§ TEXT PASSAGE:
──────────────────────────────

Whether your structure has been ‘substantially’ damaged or not is determined by a number of factors. The first time many people will encounter this rule is when they receive damage from some type, wind and flood, fire and termite, remodel and repair, and have to apply for a permit to repair. At the local government level in the 20,200 participating, it is the Chief Building Code Official that makes the call and is responsible to enforce this portion of the International Building Code. Previously these standards were handled by a separate arm of local enforcement a floodplain manager. The rule that is used to determine if a structure has been deemed substantially damaged is essentially “The 50% Rule” and is now enforceable under the IBC.
Location – The important prerequisites for the 50 Percent Rule is that the structure must lie in a “1%” annual chance floodplain area, or a designated Special Flood Hazard Area (SFHA). These are areas that are more likely to flood and one might look for clues in new construction in the neighborhood and see if it is being built elevated.
Elevation – If a property is located in a SFHA then one must obtain an elevation certificate to determine the height of the structure in relation to sea level or technically the NGVD is sufficient based on the requirements for elevation of new construction as defined by the flood map and any free board. Freeboard is a requirement that is added by local adoption of additional height requirement. In rare circumstances the flood map might be modified by a LOMA F location of map alteration after an interaction with FEMA.
Value of The Repairs – If the repair costs are equal to or more than 50% of the structure’s pre-disaster market value and it is in a SFHA then it is substantially damaged. Some components of drying and cleaning may not need be included in the value of the damages. In addition, these values of the damage and the value of the structure deserve to be on the same basis or based on the prices at the same time not the elevated costs following a storm. This is an important distinction and can make a large difference.
Value of the Structure – The value of the structure only no land can also be interpreted in different ways. These can include the more typical way which is a look at the county tax appraisers’ website and the addition of a factor of 20. In some occasions a construction value that is a replacement estimate with depreciation applied is a more accurate method of cost evaluation. This may be the case of solid built residence of concrete which is structurally sound that may have a lower appraised value due to the economic conditions locally.
Example For instance, if the market value of the structure was $100,000 before the damage was caused, and the repair costs are equal to or more than $50,000, the structure is in a SFHA and is not elevated compliant with the requirements of new construction then the property been substantially damaged and will need to be brought up to cod in all respects.

──────────────────────────────

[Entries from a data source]
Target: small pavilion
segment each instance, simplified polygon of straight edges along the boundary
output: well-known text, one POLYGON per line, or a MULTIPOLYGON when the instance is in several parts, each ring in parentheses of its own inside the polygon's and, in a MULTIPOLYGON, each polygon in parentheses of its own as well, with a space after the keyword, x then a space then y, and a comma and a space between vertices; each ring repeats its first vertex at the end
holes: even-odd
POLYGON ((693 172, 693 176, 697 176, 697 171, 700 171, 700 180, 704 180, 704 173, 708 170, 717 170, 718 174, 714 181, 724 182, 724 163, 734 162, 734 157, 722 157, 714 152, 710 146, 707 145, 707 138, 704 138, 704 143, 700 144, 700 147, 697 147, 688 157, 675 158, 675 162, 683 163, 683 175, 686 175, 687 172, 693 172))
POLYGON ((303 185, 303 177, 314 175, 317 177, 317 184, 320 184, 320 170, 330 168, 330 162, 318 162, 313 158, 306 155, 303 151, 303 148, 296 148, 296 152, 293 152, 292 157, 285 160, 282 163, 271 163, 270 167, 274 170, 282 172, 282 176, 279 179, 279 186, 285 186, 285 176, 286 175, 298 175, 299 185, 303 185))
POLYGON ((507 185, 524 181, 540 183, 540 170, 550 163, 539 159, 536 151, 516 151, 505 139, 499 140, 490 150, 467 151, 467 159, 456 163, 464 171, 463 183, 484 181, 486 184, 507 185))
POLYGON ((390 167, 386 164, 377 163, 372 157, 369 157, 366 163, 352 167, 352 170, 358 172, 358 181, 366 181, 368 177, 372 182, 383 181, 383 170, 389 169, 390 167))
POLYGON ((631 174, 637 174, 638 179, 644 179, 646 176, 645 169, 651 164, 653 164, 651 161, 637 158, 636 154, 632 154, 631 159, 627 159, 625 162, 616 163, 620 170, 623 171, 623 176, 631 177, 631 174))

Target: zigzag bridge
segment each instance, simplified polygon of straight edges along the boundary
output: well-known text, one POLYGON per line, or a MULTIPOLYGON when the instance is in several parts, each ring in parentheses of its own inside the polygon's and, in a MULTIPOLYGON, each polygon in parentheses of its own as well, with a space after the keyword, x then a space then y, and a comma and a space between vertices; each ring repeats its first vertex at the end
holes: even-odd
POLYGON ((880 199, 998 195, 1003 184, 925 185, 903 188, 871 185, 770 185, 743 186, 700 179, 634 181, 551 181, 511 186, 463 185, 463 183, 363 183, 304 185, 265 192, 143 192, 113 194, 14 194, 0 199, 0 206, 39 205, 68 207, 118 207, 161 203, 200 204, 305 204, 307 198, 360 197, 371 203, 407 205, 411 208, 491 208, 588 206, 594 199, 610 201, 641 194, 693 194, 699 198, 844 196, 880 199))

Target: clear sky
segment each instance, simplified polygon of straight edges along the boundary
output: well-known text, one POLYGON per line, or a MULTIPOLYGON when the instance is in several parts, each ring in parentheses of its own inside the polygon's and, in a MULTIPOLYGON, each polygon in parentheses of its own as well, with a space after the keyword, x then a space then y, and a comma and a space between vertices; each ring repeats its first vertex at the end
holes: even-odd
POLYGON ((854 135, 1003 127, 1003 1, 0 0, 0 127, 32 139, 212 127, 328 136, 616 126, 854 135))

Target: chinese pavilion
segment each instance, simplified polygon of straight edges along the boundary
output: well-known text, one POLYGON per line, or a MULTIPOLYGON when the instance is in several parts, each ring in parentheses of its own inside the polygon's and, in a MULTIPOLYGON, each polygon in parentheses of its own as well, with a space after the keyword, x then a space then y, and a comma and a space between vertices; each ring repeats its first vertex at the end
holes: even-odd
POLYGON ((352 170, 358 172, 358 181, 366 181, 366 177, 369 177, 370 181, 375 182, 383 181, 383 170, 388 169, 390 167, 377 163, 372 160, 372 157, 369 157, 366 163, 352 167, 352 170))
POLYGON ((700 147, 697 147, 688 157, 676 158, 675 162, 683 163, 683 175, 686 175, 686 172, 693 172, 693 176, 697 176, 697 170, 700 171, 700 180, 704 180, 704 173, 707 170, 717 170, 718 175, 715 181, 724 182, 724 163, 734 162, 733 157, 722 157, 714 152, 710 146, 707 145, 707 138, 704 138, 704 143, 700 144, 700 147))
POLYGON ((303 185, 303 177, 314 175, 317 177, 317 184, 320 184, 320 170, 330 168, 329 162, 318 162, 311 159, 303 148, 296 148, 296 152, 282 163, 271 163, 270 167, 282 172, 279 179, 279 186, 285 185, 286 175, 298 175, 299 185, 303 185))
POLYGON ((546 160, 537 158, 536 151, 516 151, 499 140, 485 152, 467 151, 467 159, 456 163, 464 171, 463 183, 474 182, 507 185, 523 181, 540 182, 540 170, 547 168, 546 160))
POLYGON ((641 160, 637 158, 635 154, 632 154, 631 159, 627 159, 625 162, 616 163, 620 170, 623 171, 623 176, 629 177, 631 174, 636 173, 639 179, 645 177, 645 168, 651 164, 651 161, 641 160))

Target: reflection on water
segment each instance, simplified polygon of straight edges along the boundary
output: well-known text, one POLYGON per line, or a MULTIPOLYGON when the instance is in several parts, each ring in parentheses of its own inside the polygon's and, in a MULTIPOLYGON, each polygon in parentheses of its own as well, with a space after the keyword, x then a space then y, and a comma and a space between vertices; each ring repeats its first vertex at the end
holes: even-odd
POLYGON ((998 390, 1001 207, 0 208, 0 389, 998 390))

──────────────────────────────

Pick up the passage on the 50 Percent Rule for substantially damaged structures and carry it on from its final sentence.

§ TASK ANSWER:
The owner of the structure must change their structure to fall in compliance with the local floodplain regulations including elevating their structure to prevent losses in the future. More likely they will demolish or relocate the structure or flood-proof a non-residential structure. Moreover, property owners who have a building that qualifies as substantially damaged, hold flood insurance policy through NFIP, and fall under the SFHA region have the option to use up to $30,000 in order to help pay for elevation, relocation, demolishment of a structure, or the floodproofing a non-residential structure. These funds are taken from the flood insurance policy and are referred to as the Increased Cost Of Compliance (ICC).
In many municipalities, the whole process of determining substantial damage can lead to a buyout whereby the community involved chooses to offer to demolish or purchase property that has been damaged. For example, FEMA aims to implement the buyout process and recently approved a billion dollars for the recovery of Hurricane Harvey, and is also to review any current procedures and laws that to determine if it can offer expedited aid to the multiple loss property owners who were flooded.
Keep in mind that not complying with the permitting response can lead to severe consequences and flood maps change. Timing of permits can make all the difference in a game of inches.
Additionally, FEMA neither determines the substantial damage not notify the property owners of the determination. Their data is given instead to local jurisdictions which then make the substantial damage determinations in accordance with their own ordinance.If the structure does turn out to be substantially damaged, it has to come to comply with the local floodplain regulations.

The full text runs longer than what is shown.